# Teks Bacaan:
--- --- ---

Di tengah meningkatnya penggunaan kendaraan listrik di Indonesia, regulasi khusus terkait asuransi kendaraan listrik masih belum tersedia. Otoritas Jasa Keuangan (OJK) menegaskan belum ada rencana menerbitkan aturan spesifik dalam waktu dekat. Hal ini menimbulkan ketidakpastian bagi industri asuransi dan pemilik kendaraan listrik, terutama terkait perlindungan baterai dan biaya perbaikan yang lebih tinggi dibanding kendaraan konvensional.
Poin utama:
- OJK belum berencana menerbitkan aturan khusus terkait asuransi kendaraan listrik karena regulasi yang ada dinilai masih relevan.
- Premi kendaraan listrik masih mengacu pada Surat Edaran OJK (SEOJK) 06/2017, yang tidak membedakan antara kendaraan listrik dan konvensional.
- Industri asuransi menantikan regulasi baru untuk menyesuaikan tarif premi berdasarkan risiko spesifik kendaraan listrik, terutama terkait perlindungan baterai dan biaya perbaikan.
Seiring meningkatnya penggunaan kendaraan listrik di Indonesia, muncul tantangan baru dalam dunia asuransi. Meski kendaraan listrik memiliki karakteristik dan risiko yang berbeda dari kendaraan berbahan bakar fosil, hingga saat ini belum ada regulasi khusus yang mengatur asuransinya.
Otoritas Jasa Keuangan (OJK), sebagai regulator industri keuangan di Indonesia, menegaskan bahwa mereka belum memiliki rencana untuk menerbitkan aturan spesifik terkait asuransi kendaraan listrik dalam waktu dekat.
“Belum diperlukan aturan khusus mengenai asuransi kendaraan listrik,” ujar Kepala Eksekutif Pengawasan Perasuransian, Penjaminan, dan Dana Pensiun OJK Ogi Prastomiyono dalam konferensi pers di Jakarta, Senin (3/2).

--- --- ---

# Petunjuk:
Bagaimana ringkasan teks tentang asuransi kendaraan listrik di atas dalam dua kalimat?

# Data yang Diberikan:

--- --- ---

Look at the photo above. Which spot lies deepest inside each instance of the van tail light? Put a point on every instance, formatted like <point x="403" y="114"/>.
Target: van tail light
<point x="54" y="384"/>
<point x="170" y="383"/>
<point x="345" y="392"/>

--- --- ---

# Jawaban Latihan:
Di tengah meningkatnya penggunaan kendaraan listrik di Indonesia, belum ada regulasi khusus tentang asuransinya, dan OJK menegaskan belum berencana menerbitkan aturan spesifik dalam waktu dekat karena regulasi yang ada dinilai masih relevan. Saat ini premi masih mengacu pada SEOJK 06/2017 yang tidak membedakan kendaraan listrik dan konvensional, sementara industri asuransi menantikan regulasi baru untuk menyesuaikan tarif premi berdasarkan risiko spesifik kendaraan listrik, terutama perlindungan baterai dan biaya perbaikan.